The Federal Arbitration Act (“FAA”) preempts California’s Broughton-Cruz rule, which states arbitration agreements for injunctive relief claims under the state unfair competition and false advertising laws are against public policy and invalid, the California Court of Appeal has held in an insurance consumer class action, allowing arbitration to proceed. McGill v. Citibank, N.A., No. G049838 (Cal. Ct. App. Dec. 18, 2014).
This decision calls into question the continued viability of California’s Broughton-Cruz rule, which was established by the California Supreme Court in Broughton v. Cigna Healthplans, 21 Cal. 4th 1066 (Cal. 1999), and Cruz v. PacifiCare Health Systems, Inc., 30 Cal. 4th 303 (Cal. 2003).
Applying a narrow exclusion for representative claims under the state Labor Code Private Attorneys General Act of 2004 (“PAGA”), the Court of Appeal also ruled the plaintiff’s claims cannot be saved from arbitration by the California Supreme Court’s decision in Iskanian v. CLS Transportation Los Angeles, LLC, 59 Cal. 4th 348 (Cal. 2014), which held waivers of representative actions in arbitration agreements invalid. The Court ruled an arbitration agreement covering the plaintiff’s claims under the state unfair competition and false advertising laws are enforceable.

Point-based annotation data:
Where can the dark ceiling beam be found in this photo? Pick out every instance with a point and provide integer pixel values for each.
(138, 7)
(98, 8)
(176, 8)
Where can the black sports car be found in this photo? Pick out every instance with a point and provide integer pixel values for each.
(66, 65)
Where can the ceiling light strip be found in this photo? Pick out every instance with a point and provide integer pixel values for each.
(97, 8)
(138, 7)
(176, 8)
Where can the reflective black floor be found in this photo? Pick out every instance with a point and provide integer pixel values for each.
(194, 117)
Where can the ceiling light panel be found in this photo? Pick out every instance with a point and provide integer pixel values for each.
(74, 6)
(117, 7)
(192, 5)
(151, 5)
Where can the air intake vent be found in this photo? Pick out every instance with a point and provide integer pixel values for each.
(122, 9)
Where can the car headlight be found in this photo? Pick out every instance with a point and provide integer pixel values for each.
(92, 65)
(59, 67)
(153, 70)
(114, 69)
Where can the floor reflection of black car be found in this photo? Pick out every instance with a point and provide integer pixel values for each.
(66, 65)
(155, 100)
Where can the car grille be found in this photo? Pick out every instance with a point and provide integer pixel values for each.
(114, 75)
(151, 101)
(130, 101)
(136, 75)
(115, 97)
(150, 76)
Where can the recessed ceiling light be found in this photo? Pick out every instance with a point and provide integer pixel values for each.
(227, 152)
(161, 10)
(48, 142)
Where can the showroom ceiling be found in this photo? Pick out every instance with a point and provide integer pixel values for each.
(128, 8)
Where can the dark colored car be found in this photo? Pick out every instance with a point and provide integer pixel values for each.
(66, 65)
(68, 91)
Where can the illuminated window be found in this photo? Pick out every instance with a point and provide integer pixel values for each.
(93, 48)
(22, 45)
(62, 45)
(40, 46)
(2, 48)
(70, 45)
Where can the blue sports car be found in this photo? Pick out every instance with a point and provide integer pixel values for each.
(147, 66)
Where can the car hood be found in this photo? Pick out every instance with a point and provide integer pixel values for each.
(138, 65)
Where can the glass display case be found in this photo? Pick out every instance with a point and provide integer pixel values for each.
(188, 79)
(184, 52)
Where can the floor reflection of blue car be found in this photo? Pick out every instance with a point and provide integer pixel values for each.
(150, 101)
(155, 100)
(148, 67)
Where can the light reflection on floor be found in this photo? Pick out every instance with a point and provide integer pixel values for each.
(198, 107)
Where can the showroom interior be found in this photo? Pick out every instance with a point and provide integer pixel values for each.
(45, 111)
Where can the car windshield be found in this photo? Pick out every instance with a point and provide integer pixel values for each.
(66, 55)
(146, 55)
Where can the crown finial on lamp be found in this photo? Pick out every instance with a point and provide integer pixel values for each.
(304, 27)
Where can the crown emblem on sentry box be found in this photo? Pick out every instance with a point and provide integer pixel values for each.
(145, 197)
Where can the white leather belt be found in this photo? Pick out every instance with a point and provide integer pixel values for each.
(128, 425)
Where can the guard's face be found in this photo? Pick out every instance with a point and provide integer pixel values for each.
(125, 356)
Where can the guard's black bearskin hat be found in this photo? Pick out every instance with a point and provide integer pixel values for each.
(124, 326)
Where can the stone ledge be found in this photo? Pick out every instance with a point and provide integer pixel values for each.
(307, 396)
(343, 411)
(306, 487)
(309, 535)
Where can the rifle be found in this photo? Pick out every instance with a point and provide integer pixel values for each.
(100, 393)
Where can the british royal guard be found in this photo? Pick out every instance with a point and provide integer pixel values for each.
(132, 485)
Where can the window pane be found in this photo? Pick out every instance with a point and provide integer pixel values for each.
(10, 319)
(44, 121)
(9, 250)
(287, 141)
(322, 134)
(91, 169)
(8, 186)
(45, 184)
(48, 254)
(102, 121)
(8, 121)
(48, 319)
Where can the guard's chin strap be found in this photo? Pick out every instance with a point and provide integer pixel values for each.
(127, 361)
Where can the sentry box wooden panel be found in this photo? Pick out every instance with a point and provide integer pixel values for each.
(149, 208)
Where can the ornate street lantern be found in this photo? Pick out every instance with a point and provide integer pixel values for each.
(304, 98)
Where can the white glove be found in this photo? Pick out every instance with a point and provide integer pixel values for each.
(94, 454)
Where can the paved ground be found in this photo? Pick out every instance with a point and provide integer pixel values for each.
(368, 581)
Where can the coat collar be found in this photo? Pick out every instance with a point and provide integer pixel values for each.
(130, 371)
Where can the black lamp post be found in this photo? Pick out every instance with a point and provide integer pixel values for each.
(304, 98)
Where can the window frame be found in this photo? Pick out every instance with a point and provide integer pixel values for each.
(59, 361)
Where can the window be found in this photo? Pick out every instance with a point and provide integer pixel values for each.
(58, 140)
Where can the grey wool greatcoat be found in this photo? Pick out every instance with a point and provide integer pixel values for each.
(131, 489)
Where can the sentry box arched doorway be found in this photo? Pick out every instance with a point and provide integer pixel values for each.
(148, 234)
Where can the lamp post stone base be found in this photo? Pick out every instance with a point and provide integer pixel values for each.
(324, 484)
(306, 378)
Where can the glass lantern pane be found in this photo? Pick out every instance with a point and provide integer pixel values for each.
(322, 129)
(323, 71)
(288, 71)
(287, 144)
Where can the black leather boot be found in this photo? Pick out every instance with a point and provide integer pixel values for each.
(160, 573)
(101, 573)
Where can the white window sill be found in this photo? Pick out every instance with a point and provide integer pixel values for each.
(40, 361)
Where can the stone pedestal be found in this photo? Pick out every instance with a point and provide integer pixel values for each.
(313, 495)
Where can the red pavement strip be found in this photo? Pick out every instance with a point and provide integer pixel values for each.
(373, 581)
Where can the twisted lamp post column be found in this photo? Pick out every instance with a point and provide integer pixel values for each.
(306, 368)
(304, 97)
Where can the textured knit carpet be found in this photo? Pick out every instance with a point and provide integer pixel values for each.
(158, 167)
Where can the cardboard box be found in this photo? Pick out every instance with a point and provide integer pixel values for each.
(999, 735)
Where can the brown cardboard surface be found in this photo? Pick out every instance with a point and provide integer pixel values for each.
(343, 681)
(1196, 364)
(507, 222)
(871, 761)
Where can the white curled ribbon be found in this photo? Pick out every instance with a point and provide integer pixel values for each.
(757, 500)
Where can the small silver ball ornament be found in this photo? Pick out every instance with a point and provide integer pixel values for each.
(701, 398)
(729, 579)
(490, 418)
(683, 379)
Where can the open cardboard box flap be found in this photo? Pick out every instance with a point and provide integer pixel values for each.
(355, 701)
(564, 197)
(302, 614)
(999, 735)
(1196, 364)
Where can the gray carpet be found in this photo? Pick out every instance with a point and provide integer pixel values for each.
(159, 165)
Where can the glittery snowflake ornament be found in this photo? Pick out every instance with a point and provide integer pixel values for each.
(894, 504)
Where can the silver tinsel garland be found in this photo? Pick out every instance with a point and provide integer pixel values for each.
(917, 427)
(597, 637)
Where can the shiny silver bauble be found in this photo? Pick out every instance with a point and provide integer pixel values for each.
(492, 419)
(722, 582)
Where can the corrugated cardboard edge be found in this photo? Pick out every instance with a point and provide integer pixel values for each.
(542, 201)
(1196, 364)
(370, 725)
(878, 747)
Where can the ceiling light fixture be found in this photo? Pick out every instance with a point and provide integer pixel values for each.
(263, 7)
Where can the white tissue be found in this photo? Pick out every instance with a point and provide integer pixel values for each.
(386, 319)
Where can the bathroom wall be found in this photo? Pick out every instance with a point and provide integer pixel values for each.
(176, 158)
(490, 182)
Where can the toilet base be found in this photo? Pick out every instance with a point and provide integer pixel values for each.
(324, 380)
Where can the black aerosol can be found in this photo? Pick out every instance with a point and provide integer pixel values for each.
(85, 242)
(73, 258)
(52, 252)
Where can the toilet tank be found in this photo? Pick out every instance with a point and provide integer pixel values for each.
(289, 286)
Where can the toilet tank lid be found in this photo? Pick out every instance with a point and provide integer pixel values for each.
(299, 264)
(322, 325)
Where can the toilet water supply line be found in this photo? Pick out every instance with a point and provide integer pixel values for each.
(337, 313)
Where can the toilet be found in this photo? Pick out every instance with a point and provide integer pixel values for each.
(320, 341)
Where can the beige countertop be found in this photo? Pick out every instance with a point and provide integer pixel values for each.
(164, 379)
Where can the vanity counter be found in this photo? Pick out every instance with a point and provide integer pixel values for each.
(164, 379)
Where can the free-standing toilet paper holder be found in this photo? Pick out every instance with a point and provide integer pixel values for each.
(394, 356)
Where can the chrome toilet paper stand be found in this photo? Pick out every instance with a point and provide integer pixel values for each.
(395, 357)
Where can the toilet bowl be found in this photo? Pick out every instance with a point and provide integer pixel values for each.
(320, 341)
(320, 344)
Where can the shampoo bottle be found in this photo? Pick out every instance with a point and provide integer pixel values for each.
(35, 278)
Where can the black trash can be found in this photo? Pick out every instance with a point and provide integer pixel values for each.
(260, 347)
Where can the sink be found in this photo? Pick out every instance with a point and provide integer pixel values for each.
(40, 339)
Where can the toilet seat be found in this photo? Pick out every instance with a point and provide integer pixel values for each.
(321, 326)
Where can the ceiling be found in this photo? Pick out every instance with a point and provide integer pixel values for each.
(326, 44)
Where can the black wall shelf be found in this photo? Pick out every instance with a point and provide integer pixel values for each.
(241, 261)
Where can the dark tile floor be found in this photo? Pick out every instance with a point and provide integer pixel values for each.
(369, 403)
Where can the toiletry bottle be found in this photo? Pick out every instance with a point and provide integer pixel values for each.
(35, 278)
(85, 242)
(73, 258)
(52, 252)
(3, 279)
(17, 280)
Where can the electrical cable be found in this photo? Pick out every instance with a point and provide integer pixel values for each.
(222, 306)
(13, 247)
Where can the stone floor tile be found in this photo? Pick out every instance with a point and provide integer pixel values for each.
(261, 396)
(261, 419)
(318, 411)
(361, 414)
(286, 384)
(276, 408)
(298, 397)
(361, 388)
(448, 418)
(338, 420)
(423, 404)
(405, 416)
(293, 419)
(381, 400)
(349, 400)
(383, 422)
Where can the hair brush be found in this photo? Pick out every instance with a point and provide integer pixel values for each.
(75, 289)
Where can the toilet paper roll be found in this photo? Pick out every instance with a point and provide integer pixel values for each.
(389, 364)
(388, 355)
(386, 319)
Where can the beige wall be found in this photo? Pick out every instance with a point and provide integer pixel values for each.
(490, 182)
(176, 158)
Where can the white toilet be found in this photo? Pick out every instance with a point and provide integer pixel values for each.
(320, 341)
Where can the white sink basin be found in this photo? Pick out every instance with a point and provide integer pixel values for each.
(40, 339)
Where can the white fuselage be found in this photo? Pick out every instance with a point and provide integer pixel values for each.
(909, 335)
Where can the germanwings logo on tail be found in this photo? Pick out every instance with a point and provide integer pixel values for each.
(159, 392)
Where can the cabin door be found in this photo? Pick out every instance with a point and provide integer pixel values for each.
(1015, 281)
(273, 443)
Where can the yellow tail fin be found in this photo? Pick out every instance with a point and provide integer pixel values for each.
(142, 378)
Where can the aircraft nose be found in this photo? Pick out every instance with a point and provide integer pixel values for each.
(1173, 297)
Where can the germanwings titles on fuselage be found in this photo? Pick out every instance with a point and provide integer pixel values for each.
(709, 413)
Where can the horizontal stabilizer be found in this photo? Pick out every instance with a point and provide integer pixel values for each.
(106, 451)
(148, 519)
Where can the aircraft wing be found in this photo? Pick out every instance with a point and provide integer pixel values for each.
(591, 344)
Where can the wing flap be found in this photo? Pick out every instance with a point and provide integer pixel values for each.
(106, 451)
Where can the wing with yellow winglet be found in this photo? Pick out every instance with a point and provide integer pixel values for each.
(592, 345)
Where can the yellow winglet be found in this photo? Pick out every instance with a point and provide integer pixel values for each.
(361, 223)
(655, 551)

**What the task asks**
Reproduce the text on the McGill arbitration ruling from "The Federal Arbitration" up to and including "303 (Cal. 2003).", changing "Broughton-Cruz rule" to "Broughton-Cruz doctrine".

**Answer to this exercise**
The Federal Arbitration Act (“FAA”) preempts California’s Broughton-Cruz doctrine, which states arbitration agreements for injunctive relief claims under the state unfair competition and false advertising laws are against public policy and invalid, the California Court of Appeal has held in an insurance consumer class action, allowing arbitration to proceed. McGill v. Citibank, N.A., No. G049838 (Cal. Ct. App. Dec. 18, 2014).
This decision calls into question the continued viability of California’s Broughton-Cruz doctrine, which was established by the California Supreme Court in Broughton v. Cigna Healthplans, 21 Cal. 4th 1066 (Cal. 1999), and Cruz v. PacifiCare Health Systems, Inc., 30 Cal. 4th 303 (Cal. 2003).